### Passage for review
I made this soup yesterday. It was delicious and filling with a hunk of bread!
I find that I’m being super frugal as I’m really getting into the “1940s Experiment” this time around. I’m 7 weeks in now and ALL my cravings have gone! I mentioned a few months ago that back in 2024 I was really struggling with my mental health in regards to my obsessive thoughts and cravings around food – the thoughts got so bad there were a few days where I honestly thought I just simply couldn’t go on (they were fleeting thoughts but they scared me). Out of desperation to make the “food noise” stop I started taking a GLP-1 medication (August 2024) and took myself off for a long weekend to the “Corrugated Cottage” near Glastonbury for a reset.
It worked. I felt it rescued me. The thoughts stopped, I lost some weight, relaxed, and it gave me room for other thoughts. After 9 months of taking the medication, I knew that no matter how grateful I was for the respite, I just couldn’t afford to take it anymore and was keen to return to normality. I slowly reduced my weekly injection to a minimal amount and came off the injections in August 2025. I had been slowly regaining weight again and that immediately leaped up a bit after coming off the medication but miraculously, the “food noise” only increased a little.
And now I’m back living on WW2 rations, I’m realising just how similar living without junk food and filling up on simple wholefoods, mimics the GLP-1 medications. It takes away the intense cravings and the preoccupation with getting one’s next FIX of junk food.
I feel like I am now back to thinking of food in a healthy way. I’m so relieved.
Carrot Cream Soup Recipe
Ingredients
- 1lb carrots
- 1 onion
- 1/2 pint of vegetable stock
- pint of milk
- tablespoon of minced parsley
Method
Scrub carrots and steam until tender. Chop the onion and stew separately in a little milk. Add to the carrots and push through a sieve (or modern blender to make life easier). Add the rest of the milk and vegetable stock and stir. Heat through until hot. Just before serving, add the parsley. Use less milk and more stock if milk rations are short. Serves 3 with bread!

### Information given
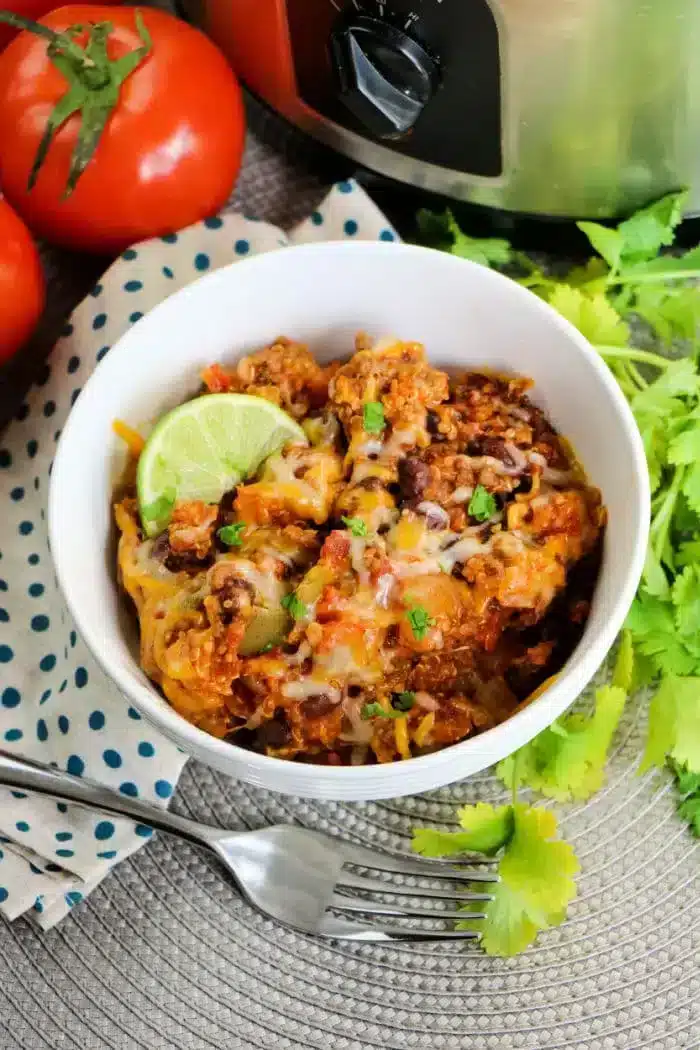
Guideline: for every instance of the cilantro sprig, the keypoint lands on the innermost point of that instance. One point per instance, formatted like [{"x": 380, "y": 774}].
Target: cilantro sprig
[{"x": 631, "y": 295}]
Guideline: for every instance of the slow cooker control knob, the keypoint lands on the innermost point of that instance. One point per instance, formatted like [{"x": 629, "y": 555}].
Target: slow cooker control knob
[{"x": 385, "y": 78}]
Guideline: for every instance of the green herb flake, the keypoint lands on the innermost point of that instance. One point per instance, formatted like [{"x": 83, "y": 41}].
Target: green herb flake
[
  {"x": 482, "y": 505},
  {"x": 356, "y": 525},
  {"x": 232, "y": 534},
  {"x": 420, "y": 622},
  {"x": 403, "y": 701},
  {"x": 295, "y": 606},
  {"x": 158, "y": 512},
  {"x": 373, "y": 417},
  {"x": 376, "y": 710}
]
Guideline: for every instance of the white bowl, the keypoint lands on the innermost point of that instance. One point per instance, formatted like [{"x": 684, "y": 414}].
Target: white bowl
[{"x": 467, "y": 317}]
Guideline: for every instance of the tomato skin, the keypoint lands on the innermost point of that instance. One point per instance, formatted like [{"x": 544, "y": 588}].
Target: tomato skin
[
  {"x": 169, "y": 153},
  {"x": 21, "y": 282},
  {"x": 29, "y": 8}
]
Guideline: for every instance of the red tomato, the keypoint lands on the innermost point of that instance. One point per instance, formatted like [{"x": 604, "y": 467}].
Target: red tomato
[
  {"x": 21, "y": 282},
  {"x": 170, "y": 149},
  {"x": 28, "y": 8}
]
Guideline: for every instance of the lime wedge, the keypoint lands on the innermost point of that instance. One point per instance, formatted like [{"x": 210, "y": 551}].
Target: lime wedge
[{"x": 204, "y": 448}]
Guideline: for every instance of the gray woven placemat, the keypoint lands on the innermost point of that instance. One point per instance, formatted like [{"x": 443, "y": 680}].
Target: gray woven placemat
[{"x": 165, "y": 956}]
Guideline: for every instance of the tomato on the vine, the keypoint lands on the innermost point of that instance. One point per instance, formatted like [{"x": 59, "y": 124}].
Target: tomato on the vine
[
  {"x": 28, "y": 8},
  {"x": 117, "y": 124},
  {"x": 21, "y": 282}
]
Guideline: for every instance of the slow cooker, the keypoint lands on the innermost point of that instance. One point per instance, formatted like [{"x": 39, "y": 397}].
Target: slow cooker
[{"x": 564, "y": 108}]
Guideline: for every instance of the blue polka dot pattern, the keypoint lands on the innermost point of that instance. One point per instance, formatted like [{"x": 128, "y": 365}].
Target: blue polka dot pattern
[
  {"x": 105, "y": 830},
  {"x": 11, "y": 697},
  {"x": 76, "y": 765},
  {"x": 112, "y": 758}
]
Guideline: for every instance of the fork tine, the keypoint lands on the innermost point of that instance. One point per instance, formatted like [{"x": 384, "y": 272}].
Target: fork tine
[
  {"x": 341, "y": 903},
  {"x": 344, "y": 929},
  {"x": 433, "y": 869},
  {"x": 351, "y": 881}
]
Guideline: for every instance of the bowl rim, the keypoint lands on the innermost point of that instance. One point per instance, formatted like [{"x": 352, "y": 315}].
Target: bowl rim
[{"x": 502, "y": 739}]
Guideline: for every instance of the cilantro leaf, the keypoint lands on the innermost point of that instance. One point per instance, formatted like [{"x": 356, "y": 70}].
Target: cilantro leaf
[
  {"x": 373, "y": 417},
  {"x": 674, "y": 725},
  {"x": 443, "y": 231},
  {"x": 606, "y": 242},
  {"x": 535, "y": 885},
  {"x": 687, "y": 784},
  {"x": 486, "y": 828},
  {"x": 232, "y": 534},
  {"x": 420, "y": 621},
  {"x": 294, "y": 606},
  {"x": 356, "y": 525},
  {"x": 567, "y": 760},
  {"x": 376, "y": 710},
  {"x": 482, "y": 505},
  {"x": 403, "y": 701},
  {"x": 158, "y": 512},
  {"x": 593, "y": 315},
  {"x": 652, "y": 228}
]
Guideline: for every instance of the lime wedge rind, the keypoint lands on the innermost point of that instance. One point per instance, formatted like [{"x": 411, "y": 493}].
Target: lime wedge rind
[{"x": 205, "y": 447}]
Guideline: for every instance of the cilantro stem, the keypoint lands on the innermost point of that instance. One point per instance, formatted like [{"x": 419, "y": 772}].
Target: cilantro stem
[
  {"x": 663, "y": 517},
  {"x": 655, "y": 276},
  {"x": 634, "y": 354}
]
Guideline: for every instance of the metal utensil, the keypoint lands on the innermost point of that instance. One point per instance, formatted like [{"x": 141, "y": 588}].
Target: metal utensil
[{"x": 299, "y": 877}]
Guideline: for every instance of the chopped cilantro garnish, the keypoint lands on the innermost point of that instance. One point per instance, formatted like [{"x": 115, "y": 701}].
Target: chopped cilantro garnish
[
  {"x": 373, "y": 417},
  {"x": 232, "y": 534},
  {"x": 535, "y": 870},
  {"x": 356, "y": 525},
  {"x": 627, "y": 279},
  {"x": 420, "y": 621},
  {"x": 376, "y": 710},
  {"x": 158, "y": 511},
  {"x": 403, "y": 701},
  {"x": 482, "y": 505},
  {"x": 294, "y": 606}
]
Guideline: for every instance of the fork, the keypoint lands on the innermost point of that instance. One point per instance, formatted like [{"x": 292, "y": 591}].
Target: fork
[{"x": 303, "y": 879}]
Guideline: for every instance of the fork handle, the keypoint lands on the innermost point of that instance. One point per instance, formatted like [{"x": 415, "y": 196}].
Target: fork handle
[{"x": 24, "y": 774}]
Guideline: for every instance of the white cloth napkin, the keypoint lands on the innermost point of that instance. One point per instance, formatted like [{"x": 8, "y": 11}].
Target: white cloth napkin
[{"x": 56, "y": 705}]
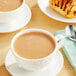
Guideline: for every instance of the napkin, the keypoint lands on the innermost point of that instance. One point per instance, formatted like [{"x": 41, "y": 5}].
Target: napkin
[{"x": 69, "y": 48}]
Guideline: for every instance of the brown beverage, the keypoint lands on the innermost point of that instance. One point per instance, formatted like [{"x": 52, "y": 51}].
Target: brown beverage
[
  {"x": 34, "y": 45},
  {"x": 9, "y": 5}
]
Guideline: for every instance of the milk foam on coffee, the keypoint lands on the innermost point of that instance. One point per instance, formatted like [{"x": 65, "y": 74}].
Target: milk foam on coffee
[
  {"x": 9, "y": 5},
  {"x": 34, "y": 45}
]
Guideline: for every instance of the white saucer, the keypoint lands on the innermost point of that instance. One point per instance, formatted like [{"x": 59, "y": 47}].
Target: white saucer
[
  {"x": 45, "y": 7},
  {"x": 52, "y": 70},
  {"x": 6, "y": 28}
]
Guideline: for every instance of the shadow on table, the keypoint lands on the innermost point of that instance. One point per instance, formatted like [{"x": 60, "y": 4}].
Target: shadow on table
[{"x": 3, "y": 71}]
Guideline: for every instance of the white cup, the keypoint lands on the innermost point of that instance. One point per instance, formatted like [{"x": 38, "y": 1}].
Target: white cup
[
  {"x": 12, "y": 16},
  {"x": 36, "y": 64}
]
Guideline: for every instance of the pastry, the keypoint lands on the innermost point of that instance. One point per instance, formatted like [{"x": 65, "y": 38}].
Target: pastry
[{"x": 66, "y": 8}]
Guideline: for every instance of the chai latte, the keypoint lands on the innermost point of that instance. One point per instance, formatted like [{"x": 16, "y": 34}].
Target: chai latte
[
  {"x": 34, "y": 45},
  {"x": 9, "y": 5}
]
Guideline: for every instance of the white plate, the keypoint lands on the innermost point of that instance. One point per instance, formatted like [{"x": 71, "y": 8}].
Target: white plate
[
  {"x": 45, "y": 7},
  {"x": 53, "y": 69},
  {"x": 18, "y": 24}
]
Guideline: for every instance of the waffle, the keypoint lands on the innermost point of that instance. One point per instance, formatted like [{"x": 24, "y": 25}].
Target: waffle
[{"x": 67, "y": 8}]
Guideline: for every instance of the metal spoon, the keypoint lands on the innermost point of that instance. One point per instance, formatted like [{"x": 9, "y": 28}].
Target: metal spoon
[{"x": 71, "y": 32}]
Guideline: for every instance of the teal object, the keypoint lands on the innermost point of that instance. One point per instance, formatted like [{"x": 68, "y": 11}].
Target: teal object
[{"x": 69, "y": 48}]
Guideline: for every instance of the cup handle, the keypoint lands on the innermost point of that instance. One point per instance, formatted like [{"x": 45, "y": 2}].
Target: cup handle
[{"x": 60, "y": 41}]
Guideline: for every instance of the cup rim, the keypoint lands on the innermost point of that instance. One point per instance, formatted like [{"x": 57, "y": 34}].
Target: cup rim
[
  {"x": 15, "y": 9},
  {"x": 32, "y": 30}
]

### Work request 1
List every ingredient in the recipe in the carrot soup post.
### Work request 2
According to the carrot soup post, when did the writer come off the GLP-1 injections?
The listing is separate material, unconnected to the carrot soup post.

### Problem solution 1
- 1lb carrots
- 1 onion
- 1/2 pint of vegetable stock
- pint of milk
- tablespoon of minced parsley

### Problem solution 2
August 2025